(Data excerpts)
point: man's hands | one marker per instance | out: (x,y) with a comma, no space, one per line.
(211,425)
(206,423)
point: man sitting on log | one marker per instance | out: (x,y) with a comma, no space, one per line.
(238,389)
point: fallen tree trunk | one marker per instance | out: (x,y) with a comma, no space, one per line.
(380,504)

▸ **Task item**
Each line from the one containing "point: fallen tree" to the end of the records should be echoed exactly, and no other line.

▸ **Output of the exercise**
point: fallen tree trunk | one marker per instance | out: (x,y) with a comma, no space, one per line.
(380,504)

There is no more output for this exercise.